*** Materials provided ***
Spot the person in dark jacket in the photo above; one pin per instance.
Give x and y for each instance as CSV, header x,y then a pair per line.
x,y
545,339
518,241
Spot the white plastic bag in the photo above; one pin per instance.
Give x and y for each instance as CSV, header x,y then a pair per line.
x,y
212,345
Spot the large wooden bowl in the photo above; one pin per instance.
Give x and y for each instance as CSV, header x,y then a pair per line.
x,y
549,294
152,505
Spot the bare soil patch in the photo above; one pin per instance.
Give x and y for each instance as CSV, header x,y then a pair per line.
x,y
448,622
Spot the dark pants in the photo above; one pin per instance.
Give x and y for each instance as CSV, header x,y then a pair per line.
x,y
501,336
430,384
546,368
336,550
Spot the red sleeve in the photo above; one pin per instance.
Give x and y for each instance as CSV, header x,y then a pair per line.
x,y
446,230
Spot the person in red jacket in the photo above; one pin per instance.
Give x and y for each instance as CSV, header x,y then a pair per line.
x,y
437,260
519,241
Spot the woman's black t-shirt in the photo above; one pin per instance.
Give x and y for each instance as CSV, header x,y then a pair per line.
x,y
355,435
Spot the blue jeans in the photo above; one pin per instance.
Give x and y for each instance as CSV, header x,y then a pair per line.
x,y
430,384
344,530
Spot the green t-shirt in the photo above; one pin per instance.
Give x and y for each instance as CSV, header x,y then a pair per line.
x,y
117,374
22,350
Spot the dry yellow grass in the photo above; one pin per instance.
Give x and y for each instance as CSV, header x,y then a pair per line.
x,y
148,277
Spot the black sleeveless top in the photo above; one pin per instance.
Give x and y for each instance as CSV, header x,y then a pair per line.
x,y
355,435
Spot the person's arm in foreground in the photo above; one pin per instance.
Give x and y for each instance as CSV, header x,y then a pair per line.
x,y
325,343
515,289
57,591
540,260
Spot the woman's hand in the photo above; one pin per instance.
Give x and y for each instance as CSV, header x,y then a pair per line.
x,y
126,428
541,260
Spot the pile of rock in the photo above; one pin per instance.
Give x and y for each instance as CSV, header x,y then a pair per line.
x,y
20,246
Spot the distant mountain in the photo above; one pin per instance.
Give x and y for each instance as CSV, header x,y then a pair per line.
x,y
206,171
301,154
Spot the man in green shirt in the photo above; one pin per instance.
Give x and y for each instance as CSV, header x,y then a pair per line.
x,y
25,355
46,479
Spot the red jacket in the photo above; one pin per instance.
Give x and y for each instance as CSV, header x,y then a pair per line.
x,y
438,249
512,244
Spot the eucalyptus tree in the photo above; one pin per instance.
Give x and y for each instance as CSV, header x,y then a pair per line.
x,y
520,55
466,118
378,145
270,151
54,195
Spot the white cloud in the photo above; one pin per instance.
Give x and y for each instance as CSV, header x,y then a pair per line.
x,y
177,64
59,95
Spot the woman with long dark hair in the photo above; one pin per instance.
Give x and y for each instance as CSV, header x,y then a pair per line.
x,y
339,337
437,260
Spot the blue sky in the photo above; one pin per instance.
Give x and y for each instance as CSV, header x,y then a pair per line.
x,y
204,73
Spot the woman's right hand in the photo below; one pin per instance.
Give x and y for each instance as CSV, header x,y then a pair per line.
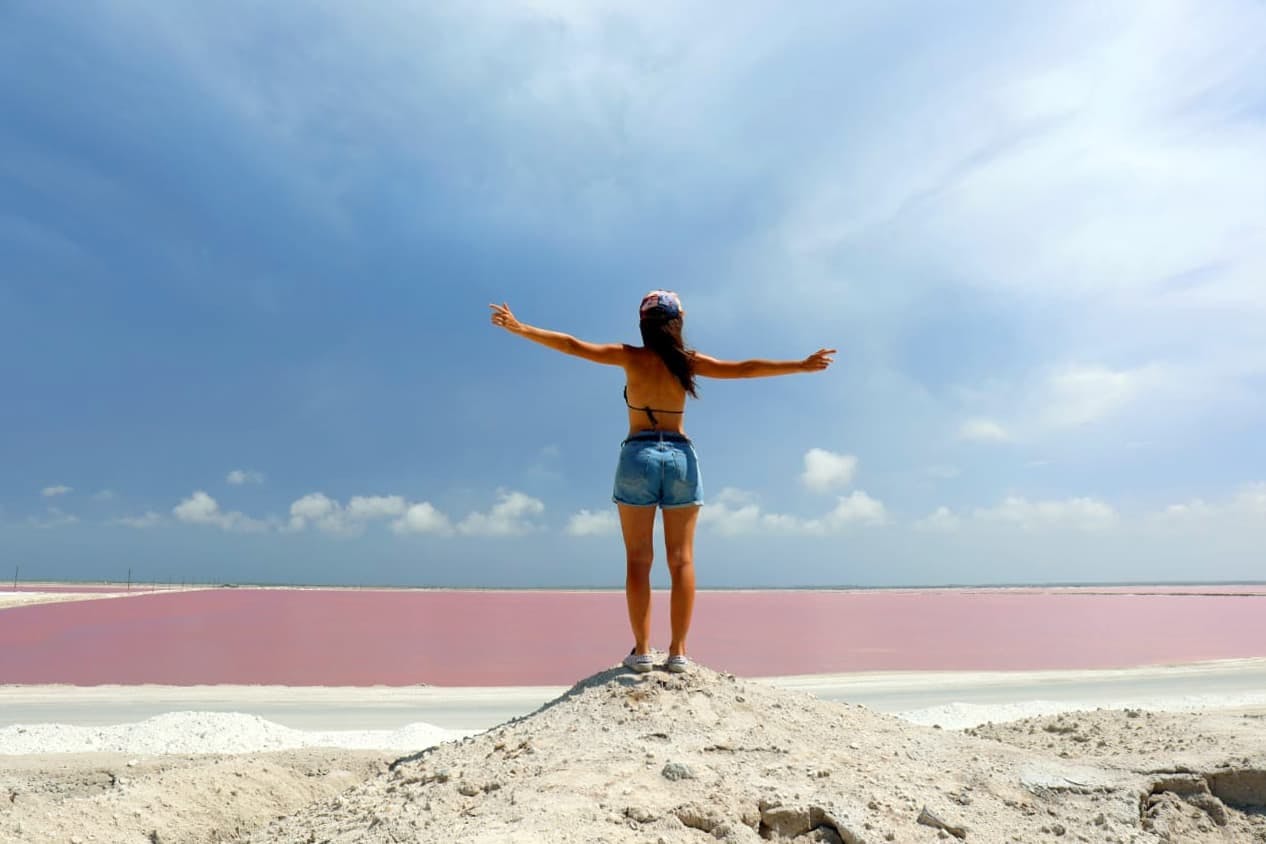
*** End of Materials provided ***
=== What the task asks ===
Would you copy each line of the records that contains "person"?

=== Expected output ===
Spot the person in dark jacket in the photo above; one pin per instance.
Spot the person in red jacket in the photo above; one pin per instance.
Spot the person's arm in foreground in the photo above; one pin per instance.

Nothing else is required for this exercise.